(Aim of the exercise): How many lines in the records below contain the word "steel"? Case counts. Give only the number.

(Data for this task):
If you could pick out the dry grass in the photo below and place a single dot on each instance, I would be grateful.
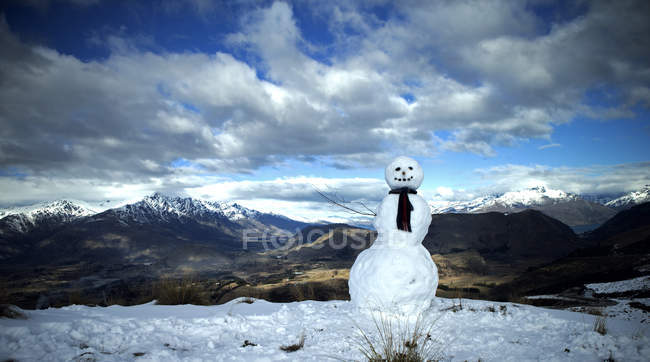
(178, 291)
(11, 312)
(600, 325)
(296, 346)
(398, 340)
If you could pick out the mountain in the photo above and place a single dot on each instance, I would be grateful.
(569, 208)
(620, 250)
(630, 199)
(511, 237)
(154, 229)
(630, 226)
(25, 219)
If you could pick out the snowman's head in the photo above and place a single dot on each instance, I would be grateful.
(404, 172)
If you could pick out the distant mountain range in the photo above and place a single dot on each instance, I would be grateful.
(155, 229)
(630, 199)
(581, 213)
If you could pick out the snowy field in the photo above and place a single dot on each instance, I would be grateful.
(487, 330)
(640, 283)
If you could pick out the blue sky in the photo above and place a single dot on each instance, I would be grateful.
(260, 101)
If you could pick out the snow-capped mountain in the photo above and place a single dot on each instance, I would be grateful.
(159, 207)
(630, 199)
(162, 208)
(522, 199)
(153, 208)
(24, 219)
(569, 208)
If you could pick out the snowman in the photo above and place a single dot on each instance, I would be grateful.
(396, 274)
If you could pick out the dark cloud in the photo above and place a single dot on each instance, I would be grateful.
(486, 73)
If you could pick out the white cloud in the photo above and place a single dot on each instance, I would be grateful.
(550, 145)
(486, 73)
(581, 180)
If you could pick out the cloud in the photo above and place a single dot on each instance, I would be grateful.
(478, 75)
(580, 180)
(550, 145)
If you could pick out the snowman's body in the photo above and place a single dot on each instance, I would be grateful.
(396, 273)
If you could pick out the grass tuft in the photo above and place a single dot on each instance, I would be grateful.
(600, 325)
(11, 312)
(296, 346)
(178, 291)
(398, 340)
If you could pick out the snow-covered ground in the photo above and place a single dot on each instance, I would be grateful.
(487, 330)
(640, 283)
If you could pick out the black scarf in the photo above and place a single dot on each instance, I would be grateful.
(404, 208)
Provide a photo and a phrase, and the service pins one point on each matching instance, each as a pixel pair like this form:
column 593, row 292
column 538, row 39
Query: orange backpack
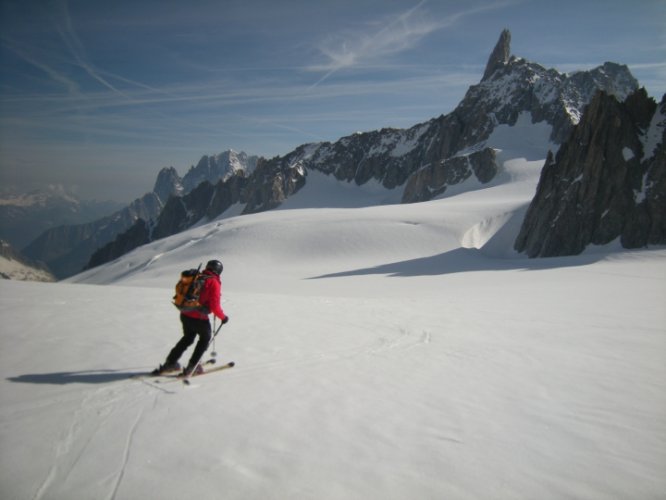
column 188, row 290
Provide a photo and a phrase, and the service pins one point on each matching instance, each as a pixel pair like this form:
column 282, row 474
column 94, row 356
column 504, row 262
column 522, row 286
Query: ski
column 186, row 379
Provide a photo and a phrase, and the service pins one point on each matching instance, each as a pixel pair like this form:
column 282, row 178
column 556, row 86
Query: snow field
column 390, row 352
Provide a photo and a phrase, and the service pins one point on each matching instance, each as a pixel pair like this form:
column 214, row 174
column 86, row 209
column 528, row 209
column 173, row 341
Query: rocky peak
column 602, row 184
column 167, row 184
column 500, row 54
column 218, row 167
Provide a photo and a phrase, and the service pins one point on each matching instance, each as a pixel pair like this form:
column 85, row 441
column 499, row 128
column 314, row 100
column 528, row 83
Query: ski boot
column 166, row 368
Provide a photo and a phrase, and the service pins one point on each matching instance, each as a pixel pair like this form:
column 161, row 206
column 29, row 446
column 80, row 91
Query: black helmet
column 215, row 266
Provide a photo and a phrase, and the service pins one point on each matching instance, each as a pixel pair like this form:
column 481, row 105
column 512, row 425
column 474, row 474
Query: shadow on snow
column 82, row 377
column 463, row 260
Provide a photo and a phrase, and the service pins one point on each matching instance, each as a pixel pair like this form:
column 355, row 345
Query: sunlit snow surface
column 383, row 352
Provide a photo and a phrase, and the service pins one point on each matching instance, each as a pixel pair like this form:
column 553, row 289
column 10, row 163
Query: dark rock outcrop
column 602, row 184
column 434, row 179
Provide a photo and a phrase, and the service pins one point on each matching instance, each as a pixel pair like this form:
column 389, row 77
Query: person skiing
column 196, row 323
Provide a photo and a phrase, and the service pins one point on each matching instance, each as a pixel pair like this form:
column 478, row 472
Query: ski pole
column 209, row 342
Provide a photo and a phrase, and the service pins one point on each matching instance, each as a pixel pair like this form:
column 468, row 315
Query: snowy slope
column 383, row 352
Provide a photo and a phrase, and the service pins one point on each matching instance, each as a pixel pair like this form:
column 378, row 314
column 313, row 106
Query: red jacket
column 210, row 298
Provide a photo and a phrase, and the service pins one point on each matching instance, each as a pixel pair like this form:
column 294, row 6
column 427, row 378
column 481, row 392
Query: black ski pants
column 191, row 328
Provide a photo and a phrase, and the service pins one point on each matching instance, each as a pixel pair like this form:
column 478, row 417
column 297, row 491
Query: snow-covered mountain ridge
column 418, row 163
column 24, row 216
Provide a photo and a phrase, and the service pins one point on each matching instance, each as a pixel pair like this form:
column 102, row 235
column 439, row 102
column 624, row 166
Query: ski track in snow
column 89, row 422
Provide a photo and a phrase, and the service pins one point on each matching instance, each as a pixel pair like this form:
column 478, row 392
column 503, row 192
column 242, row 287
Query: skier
column 197, row 323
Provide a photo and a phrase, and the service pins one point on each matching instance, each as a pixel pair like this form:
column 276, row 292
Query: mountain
column 67, row 248
column 24, row 216
column 14, row 266
column 419, row 163
column 607, row 181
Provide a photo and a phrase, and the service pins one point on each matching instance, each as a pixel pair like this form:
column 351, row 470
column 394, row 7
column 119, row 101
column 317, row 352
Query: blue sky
column 99, row 95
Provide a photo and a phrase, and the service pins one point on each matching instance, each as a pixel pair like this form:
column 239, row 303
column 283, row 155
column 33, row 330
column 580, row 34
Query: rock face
column 433, row 180
column 67, row 249
column 15, row 266
column 500, row 55
column 607, row 181
column 25, row 217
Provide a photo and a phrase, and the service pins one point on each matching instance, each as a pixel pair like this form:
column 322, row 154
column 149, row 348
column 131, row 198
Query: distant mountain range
column 420, row 163
column 24, row 217
column 66, row 249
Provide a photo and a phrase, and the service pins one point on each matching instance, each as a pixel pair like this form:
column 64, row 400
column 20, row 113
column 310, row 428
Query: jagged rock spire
column 500, row 55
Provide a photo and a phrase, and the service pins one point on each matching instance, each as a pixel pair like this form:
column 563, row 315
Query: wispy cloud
column 400, row 33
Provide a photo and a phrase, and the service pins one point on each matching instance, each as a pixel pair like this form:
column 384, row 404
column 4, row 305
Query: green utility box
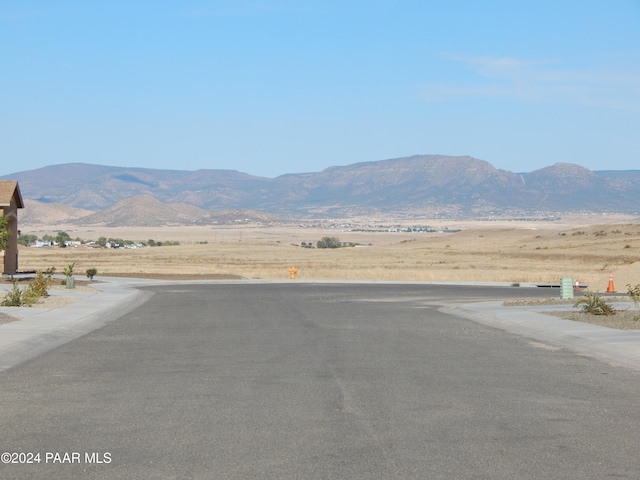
column 566, row 288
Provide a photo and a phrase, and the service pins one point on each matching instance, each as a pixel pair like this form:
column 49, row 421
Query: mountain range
column 448, row 185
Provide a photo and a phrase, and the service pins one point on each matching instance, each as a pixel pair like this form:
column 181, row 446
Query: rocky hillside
column 429, row 183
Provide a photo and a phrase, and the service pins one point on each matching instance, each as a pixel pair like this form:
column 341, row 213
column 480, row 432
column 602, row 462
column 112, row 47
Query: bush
column 39, row 288
column 13, row 298
column 594, row 304
column 329, row 242
column 91, row 272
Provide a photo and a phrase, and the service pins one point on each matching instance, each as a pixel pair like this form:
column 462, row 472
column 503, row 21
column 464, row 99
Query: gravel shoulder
column 622, row 320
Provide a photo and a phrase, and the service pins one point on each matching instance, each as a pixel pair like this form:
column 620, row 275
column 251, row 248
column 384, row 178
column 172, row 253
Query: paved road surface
column 304, row 381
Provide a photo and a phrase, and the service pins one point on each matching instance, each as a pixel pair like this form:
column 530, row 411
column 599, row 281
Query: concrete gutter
column 42, row 330
column 610, row 345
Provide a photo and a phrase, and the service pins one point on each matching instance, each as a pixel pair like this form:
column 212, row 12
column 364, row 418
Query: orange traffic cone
column 610, row 288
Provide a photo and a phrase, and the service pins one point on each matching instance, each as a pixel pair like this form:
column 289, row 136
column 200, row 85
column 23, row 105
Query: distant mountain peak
column 419, row 183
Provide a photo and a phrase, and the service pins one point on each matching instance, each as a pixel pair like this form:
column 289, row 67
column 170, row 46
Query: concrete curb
column 608, row 344
column 45, row 330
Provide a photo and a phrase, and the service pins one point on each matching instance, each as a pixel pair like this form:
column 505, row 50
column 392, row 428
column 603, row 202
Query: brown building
column 10, row 202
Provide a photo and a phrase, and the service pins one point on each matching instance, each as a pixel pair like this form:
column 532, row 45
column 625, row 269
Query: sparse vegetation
column 634, row 293
column 5, row 233
column 13, row 298
column 594, row 304
column 329, row 242
column 37, row 289
column 91, row 272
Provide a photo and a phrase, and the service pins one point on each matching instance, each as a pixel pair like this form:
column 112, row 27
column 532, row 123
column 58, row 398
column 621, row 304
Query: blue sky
column 269, row 87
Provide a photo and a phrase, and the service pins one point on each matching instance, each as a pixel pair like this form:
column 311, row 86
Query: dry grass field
column 583, row 248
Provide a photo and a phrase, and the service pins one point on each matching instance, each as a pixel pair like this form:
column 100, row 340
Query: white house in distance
column 10, row 202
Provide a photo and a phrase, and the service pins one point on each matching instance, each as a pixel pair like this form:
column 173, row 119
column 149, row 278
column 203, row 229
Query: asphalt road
column 313, row 381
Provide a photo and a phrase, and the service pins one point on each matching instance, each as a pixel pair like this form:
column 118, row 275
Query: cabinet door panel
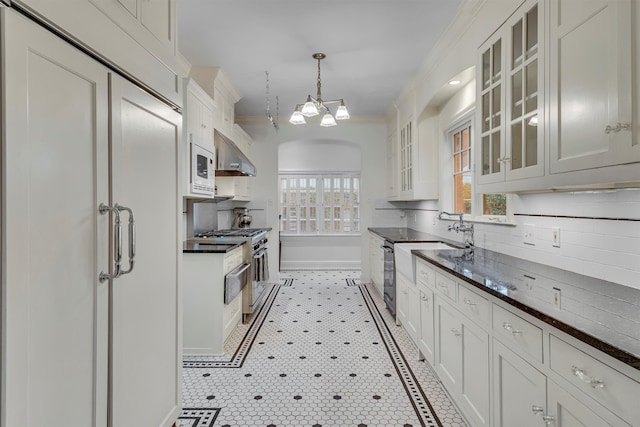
column 449, row 348
column 55, row 310
column 517, row 387
column 590, row 84
column 146, row 337
column 570, row 412
column 475, row 373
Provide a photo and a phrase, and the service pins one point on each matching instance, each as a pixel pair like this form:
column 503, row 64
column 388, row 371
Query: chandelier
column 314, row 106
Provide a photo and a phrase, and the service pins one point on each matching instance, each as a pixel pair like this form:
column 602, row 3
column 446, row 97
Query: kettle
column 243, row 219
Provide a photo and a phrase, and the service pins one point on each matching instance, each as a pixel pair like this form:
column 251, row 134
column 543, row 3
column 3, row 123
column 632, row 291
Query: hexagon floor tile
column 322, row 351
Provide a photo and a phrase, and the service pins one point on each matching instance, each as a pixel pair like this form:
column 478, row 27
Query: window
column 477, row 206
column 320, row 204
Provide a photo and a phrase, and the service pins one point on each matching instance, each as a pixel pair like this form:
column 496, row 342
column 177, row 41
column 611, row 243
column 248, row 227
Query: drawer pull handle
column 539, row 410
column 509, row 327
column 593, row 382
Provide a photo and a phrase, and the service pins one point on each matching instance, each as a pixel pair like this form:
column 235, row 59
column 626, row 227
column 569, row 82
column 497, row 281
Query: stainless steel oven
column 255, row 254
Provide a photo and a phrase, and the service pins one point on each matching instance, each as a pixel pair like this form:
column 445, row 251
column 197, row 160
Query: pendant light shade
column 314, row 106
column 297, row 118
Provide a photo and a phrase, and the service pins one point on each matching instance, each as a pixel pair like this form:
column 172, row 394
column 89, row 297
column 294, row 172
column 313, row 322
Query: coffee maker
column 242, row 218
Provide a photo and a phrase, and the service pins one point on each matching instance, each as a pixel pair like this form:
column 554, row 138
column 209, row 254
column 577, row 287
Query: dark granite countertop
column 603, row 314
column 404, row 235
column 190, row 247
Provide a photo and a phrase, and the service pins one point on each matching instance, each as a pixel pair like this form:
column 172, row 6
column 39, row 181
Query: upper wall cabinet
column 555, row 98
column 215, row 82
column 413, row 156
column 136, row 36
column 510, row 93
column 590, row 109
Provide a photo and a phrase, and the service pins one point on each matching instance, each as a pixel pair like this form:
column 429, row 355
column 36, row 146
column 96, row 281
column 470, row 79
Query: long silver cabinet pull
column 132, row 239
column 117, row 235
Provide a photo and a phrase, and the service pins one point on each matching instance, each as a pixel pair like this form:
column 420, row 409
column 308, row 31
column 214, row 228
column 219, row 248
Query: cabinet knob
column 582, row 376
column 617, row 128
column 509, row 327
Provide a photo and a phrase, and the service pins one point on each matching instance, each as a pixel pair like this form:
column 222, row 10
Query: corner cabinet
column 77, row 342
column 590, row 56
column 510, row 94
column 137, row 36
column 555, row 98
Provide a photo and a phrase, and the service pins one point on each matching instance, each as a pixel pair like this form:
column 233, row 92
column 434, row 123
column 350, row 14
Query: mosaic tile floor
column 322, row 352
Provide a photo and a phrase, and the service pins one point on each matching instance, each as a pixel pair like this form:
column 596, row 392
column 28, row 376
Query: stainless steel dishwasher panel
column 234, row 281
column 389, row 277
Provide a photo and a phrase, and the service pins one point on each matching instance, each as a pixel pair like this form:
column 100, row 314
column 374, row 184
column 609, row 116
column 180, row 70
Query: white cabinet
column 426, row 331
column 590, row 85
column 376, row 261
column 137, row 36
column 517, row 388
column 208, row 321
column 239, row 187
column 197, row 116
column 62, row 326
column 199, row 110
column 510, row 99
column 462, row 361
column 407, row 306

(Written response): 2